▶ [Records drawn from a dataset]:
#####

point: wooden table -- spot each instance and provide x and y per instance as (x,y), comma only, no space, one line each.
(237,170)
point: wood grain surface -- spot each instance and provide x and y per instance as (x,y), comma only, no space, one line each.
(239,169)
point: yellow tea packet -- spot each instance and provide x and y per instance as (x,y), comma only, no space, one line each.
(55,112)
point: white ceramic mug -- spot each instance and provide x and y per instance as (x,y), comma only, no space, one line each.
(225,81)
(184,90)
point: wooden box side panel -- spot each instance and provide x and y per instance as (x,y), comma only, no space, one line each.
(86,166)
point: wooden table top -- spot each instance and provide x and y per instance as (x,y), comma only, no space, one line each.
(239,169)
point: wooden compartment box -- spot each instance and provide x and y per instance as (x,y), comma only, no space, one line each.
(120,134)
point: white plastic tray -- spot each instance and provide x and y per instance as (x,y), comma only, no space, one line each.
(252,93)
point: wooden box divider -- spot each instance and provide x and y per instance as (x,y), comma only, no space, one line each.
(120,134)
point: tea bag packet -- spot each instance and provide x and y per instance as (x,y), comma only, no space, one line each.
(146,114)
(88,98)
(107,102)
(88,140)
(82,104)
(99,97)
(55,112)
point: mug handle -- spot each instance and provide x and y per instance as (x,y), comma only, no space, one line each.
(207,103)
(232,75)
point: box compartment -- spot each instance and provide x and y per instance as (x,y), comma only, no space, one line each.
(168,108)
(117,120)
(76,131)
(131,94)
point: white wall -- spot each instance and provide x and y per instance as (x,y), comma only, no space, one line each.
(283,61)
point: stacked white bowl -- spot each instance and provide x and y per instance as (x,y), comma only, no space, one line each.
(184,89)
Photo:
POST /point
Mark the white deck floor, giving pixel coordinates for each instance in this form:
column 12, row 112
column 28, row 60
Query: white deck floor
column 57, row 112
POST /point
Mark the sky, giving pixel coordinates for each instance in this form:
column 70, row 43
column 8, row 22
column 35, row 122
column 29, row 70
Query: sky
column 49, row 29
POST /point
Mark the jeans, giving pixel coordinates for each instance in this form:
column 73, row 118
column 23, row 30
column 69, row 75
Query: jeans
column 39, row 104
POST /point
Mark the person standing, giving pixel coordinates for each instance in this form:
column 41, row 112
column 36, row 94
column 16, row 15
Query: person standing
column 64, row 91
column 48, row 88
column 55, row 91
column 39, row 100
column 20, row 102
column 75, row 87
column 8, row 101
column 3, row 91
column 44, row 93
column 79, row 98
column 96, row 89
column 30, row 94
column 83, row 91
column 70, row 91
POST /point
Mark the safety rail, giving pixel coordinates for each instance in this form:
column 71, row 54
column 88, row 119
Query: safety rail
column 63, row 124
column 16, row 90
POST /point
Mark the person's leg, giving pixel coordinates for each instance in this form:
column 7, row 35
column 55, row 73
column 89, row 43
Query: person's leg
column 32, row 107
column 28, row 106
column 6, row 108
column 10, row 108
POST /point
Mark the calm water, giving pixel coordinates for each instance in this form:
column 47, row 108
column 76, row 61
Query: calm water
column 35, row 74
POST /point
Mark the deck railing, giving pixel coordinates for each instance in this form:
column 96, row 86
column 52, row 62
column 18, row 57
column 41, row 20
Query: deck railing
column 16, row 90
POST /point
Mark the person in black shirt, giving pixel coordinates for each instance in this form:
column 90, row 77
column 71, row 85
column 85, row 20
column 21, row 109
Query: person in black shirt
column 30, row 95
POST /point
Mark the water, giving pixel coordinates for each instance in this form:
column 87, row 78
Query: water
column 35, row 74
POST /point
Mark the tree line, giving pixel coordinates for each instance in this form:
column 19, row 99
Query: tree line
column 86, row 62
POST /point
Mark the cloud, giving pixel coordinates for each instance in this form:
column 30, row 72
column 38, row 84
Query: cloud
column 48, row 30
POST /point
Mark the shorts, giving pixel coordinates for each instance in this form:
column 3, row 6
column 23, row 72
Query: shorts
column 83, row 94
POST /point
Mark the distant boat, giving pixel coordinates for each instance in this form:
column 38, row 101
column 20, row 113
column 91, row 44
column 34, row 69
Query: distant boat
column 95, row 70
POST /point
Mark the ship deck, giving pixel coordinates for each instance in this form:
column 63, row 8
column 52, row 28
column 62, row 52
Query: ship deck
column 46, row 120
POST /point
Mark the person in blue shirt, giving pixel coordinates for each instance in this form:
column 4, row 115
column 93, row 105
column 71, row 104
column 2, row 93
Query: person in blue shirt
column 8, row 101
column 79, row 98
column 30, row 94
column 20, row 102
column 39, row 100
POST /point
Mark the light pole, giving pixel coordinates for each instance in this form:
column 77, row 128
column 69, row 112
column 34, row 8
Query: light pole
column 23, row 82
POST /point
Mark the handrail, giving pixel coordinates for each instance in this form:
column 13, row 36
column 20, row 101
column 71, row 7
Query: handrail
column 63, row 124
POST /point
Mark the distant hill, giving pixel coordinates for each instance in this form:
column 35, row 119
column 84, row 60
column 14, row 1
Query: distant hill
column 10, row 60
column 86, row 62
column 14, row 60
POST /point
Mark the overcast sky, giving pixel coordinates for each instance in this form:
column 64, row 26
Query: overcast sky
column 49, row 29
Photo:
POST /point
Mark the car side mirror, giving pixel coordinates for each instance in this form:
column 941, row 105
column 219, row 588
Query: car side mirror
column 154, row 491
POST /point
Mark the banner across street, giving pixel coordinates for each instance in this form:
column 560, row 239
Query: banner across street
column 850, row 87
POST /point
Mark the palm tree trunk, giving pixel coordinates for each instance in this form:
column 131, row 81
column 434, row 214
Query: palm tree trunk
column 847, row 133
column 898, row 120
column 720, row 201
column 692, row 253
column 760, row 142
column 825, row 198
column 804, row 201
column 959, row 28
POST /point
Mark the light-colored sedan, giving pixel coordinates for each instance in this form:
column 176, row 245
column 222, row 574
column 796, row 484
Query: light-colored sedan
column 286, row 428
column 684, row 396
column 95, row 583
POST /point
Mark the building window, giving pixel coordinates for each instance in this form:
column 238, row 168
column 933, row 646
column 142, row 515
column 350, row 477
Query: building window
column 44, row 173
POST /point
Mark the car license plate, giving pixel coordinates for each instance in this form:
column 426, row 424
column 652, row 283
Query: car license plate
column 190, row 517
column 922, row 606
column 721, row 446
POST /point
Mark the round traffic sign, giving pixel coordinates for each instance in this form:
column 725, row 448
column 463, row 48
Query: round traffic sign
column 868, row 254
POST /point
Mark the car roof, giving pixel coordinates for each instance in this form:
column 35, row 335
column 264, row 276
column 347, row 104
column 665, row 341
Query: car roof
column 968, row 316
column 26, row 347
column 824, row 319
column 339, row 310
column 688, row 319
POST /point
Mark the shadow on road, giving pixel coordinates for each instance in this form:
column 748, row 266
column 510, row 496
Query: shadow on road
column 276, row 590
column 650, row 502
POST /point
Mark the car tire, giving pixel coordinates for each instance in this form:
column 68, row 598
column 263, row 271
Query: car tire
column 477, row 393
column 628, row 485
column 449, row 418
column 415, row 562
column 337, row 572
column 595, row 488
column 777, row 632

#####

▶ [Task]:
Write down again, exactly as given, only the lines above that fall from the line with "column 71, row 54" to the line with "column 18, row 57", inclusive.

▶ [Exercise result]:
column 71, row 54
column 88, row 119
Query: safety rail
column 63, row 124
column 16, row 90
POST /point
Mark the person's leg, giving pixel coordinates for each instance in this form:
column 7, row 35
column 55, row 73
column 89, row 43
Query: person's leg
column 32, row 107
column 28, row 106
column 6, row 108
column 10, row 108
POST /point
Mark the calm water, giving pixel coordinates for each instance in this form:
column 47, row 108
column 76, row 61
Query: calm water
column 35, row 74
POST /point
Mark the deck railing, giving pixel coordinates for each instance in this form:
column 96, row 86
column 52, row 62
column 18, row 57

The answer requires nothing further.